Work to do = Locate each line in the data below that contains the word "knife" and copy those lines. Treat uppercase and lowercase letters as different.

===== Records for this task =====

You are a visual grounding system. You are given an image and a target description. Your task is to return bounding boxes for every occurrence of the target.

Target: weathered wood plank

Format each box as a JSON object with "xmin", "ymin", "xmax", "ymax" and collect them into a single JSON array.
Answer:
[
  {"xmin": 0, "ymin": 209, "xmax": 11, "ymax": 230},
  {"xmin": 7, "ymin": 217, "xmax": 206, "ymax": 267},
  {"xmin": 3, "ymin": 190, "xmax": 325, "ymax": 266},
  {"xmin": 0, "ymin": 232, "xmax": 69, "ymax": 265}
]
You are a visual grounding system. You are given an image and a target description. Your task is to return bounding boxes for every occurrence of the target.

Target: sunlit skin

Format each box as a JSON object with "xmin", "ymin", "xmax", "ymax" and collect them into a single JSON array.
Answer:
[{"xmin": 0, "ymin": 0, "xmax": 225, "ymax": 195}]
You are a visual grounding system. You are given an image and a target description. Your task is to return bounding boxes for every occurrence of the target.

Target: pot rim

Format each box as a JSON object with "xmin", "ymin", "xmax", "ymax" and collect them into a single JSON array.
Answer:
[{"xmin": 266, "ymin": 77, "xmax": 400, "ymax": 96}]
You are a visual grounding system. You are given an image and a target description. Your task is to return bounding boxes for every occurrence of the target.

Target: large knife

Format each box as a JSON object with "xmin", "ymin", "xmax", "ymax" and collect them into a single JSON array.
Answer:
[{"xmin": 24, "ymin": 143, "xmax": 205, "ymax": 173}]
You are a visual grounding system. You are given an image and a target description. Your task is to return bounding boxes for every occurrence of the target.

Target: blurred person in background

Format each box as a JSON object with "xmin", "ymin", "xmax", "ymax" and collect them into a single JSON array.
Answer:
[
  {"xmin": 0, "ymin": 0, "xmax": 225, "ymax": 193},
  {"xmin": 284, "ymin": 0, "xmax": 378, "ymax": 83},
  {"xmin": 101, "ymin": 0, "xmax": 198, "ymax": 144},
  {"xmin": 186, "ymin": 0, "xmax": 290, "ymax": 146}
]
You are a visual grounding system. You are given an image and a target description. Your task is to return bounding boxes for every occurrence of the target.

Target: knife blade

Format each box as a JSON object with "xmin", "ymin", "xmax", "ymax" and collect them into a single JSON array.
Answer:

=====

Full output =
Target: large knife
Target: knife blade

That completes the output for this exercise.